_Estratto del documento:_
Emblematico il caso italiano. Ad usare il web facendo dell’italiano la lingua di riferimento, infatti, sono nel mondo circa 30 milioni di persone. Non tutte, però, sono italiani viventi in Italia: 28.6 milioni vivono in loco, ben 520.000 sono americani (probabilmente italo-americani), 200.000 svizzeri (la duplice lingua delle zone di confine lascia una sua traccia anche online) e 100.000 australiani. L’Italia, terra di grande emigrazione, ha esportato dunque pizza, mafia e mandolino, ma anche una lingua che ancora oggi vive negli affetti dei discendenti degli emigrati: 30.4 milioni in tutto le persone che accedono al web cliccando sulla bandierina italiana quando un sito offre la scelta della lingua.

Il raffronto è presto fatto: le statistiche valutano in poco più di 68 milioni gli accessi in lingua tedesca (interessante il fatto che ben l’1% degli accessi dall’Italia avverrebbe sfruttando la lingua tedesca come base di navigazione), 33 milioni in lingua francese, 78 in lingua spagnola. Nei soli Stati Uniti ben 45 milioni di persone non accedono al web sfruttando la lingua inglese e ben 15 milioni non sanno neppure la lingua.

_Attività 1:_ Secondo l'estratto, quanti australiani usano il web con l'italiano come lingua di riferimento?
_Attività 2:_ Trascrivi dall'estratto il passaggio che va da "Emblematico il caso" fino a "scelta della lingua.".

_Elenco fornito:_
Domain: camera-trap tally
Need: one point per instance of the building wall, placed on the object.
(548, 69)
* * *
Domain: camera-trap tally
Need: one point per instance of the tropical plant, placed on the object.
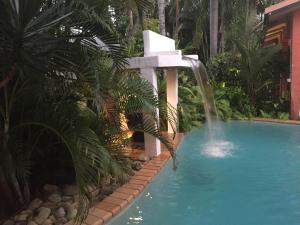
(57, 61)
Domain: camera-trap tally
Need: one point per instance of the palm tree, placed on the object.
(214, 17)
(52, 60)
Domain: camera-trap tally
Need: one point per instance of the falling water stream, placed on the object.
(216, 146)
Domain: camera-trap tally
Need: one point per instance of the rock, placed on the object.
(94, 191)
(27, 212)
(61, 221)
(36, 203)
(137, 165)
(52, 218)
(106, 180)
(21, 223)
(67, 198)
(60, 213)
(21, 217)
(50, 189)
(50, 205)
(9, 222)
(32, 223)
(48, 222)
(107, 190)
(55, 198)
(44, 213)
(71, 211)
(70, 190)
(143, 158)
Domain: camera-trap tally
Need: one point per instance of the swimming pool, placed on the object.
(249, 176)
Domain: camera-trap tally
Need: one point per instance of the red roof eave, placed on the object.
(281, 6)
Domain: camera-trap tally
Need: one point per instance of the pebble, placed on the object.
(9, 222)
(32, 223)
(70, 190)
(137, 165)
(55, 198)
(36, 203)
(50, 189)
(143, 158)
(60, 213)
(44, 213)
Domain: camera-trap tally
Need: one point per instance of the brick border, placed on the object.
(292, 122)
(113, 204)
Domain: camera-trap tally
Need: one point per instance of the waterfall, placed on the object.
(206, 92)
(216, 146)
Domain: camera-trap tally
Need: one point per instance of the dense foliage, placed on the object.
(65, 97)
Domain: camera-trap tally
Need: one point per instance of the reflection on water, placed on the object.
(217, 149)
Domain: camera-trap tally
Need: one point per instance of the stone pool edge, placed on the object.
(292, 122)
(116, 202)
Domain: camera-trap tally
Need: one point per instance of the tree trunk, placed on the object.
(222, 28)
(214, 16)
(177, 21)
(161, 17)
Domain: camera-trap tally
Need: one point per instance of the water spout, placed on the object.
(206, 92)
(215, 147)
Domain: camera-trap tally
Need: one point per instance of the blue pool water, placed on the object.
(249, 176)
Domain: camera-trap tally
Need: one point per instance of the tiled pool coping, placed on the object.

_Soluzione 1:_ 100.000.

_Soluzione 2:_
Emblematico il caso italiano. Ad usare il web facendo dell’italiano la lingua di riferimento, infatti, sono nel mondo circa 30 milioni di persone. Non tutte, però, sono italiani viventi in Italia: 28.6 milioni vivono in loco, ben 520.000 sono americani (probabilmente italo-americani), 200.000 svizzeri (la duplice lingua delle zone di confine lascia una sua traccia anche online) e 100.000 australiani. L’Italia, terra di grande emigrazione, ha esportato dunque pizza, mafia e mandolino, ma anche una lingua che ancora oggi vive negli affetti dei discendenti degli emigrati: 30.4 milioni in tutto le persone che accedono al web cliccando sulla bandierina italiana quando un sito offre la scelta della lingua.